Category Archives: Uncategorized

If, It, whatever.


Has anyone else noticed the remarkable resemblance between Met Life’s new “If” campaign and eBay’s “It” work?

Squint slightly, or have a couple of mojitos, and the two ads will appear identical…each with two giant, Stonehenge-like letters dominating the page.

Seems to me they’d be better off swapping, though. Wouldn’t Met Life rather be about “it” than “if”? So much more certain-sounding. And wouldn’t eBay’s serendipitous nature be nicely captured by “if”?

I’m sorry, what was the question?

An ad currently running for the Lexus ES starts off with this headline-as-question:

“Is it possible to engineer desire?”

I’m guessing the answer they’re looking for is yes– even though the copy never says so–and that the Lexus ES is proof. Well, fine, this wouldn’t be the first car ad that tries to juxtapose emotion and science, heart and steel, etc etc etc.

But that just makes this execution derivative.

(Image location labeling entries)
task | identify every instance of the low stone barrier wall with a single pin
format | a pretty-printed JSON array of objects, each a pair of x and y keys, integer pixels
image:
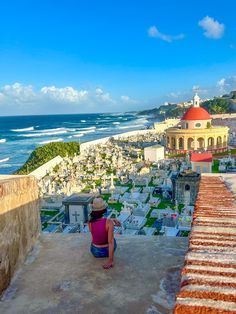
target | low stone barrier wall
[{"x": 19, "y": 223}]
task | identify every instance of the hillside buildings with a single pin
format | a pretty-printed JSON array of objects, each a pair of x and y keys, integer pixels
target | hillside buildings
[{"x": 196, "y": 133}]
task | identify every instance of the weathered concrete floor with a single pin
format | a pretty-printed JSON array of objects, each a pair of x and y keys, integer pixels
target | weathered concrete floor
[{"x": 61, "y": 276}]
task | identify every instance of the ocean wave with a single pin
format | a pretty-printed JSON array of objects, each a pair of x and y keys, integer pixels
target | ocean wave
[
  {"x": 102, "y": 129},
  {"x": 78, "y": 135},
  {"x": 51, "y": 141},
  {"x": 43, "y": 134},
  {"x": 4, "y": 160},
  {"x": 51, "y": 130},
  {"x": 88, "y": 131},
  {"x": 88, "y": 128},
  {"x": 31, "y": 128},
  {"x": 132, "y": 126},
  {"x": 6, "y": 166}
]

» **TASKS FOR THIS EXERCISE**
1. Repeat everything in the blog post about ad campaigns from "Squint slightly, or" down to "this execution derivative.".
2. Answer these questions using the blog post about ad campaigns:
(a) Whose "It" work does the writer compare with Met Life's "If" campaign?
(b) What are the giant letters in both ads likened to?
(c) What question serves as the headline of the Lexus ES ad?
3. Pick up the blog post about ad campaigns after its final sentence and keep writing.
The material plays no part in what comes next.

» **WRITTEN RESPONSES**
1.
Squint slightly, or have a couple of mojitos, and the two ads will appear identical…each with two giant, Stonehenge-like letters dominating the page.

Seems to me they’d be better off swapping, though. Wouldn’t Met Life rather be about “it” than “if”? So much more certain-sounding. And wouldn’t eBay’s serendipitous nature be nicely captured by “if”?

I’m sorry, what was the question?

An ad currently running for the Lexus ES starts off with this headline-as-question:

“Is it possible to engineer desire?”

I’m guessing the answer they’re looking for is yes– even though the copy never says so–and that the Lexus ES is proof. Well, fine, this wouldn’t be the first car ad that tries to juxtapose emotion and science, heart and steel, etc etc etc.

But that just makes this execution derivative.

2.
(a) eBay's.
(b) Stonehenge.
(c) "Is it possible to engineer desire?"

3.
What vaults it past derivative to silly is that question mark. It’s that school of thought that says “Don’t just tell people things. Ask them instead—it’s more involving.” Ask the right question–Allstate’s “Are you in good hands?” comes to mind–and the effect can be unsettling…or illuminating…but never boring. But ask the wrong question and the opposite happens. What better way to signal you know nothing about me and don’t care to learn than to ask me a question I see no reason to answer? Here’s another example, for a new Canon DSLR:

“When Canon created the new EOS 30D, what were they thinking?”

I don’t know. I don’t care. But what was that copywriter thinking? That the implied meaning—Canon’s done something terrible, Canon’s gone off its rocker—would give this ad a frisson of danger?

Lawyers have a sacred rule when it comes to courtroom witness examination:
Never ask a question you don’t already know the answer to. The object, obviously, is to maintain control, avoid surprises and keep a witness from going in an unproductive direction.

Copywriters might consider a different rule: Never ask a question if people don’t care what the answer is.

How to be a better client.

There’s an old saying in this business that clients get the advertising they deserve. Here are some things they don’t teach in business school or discuss in marketing conferences that can increase the odds you’ll get your agency’s best efforts–and deserve them.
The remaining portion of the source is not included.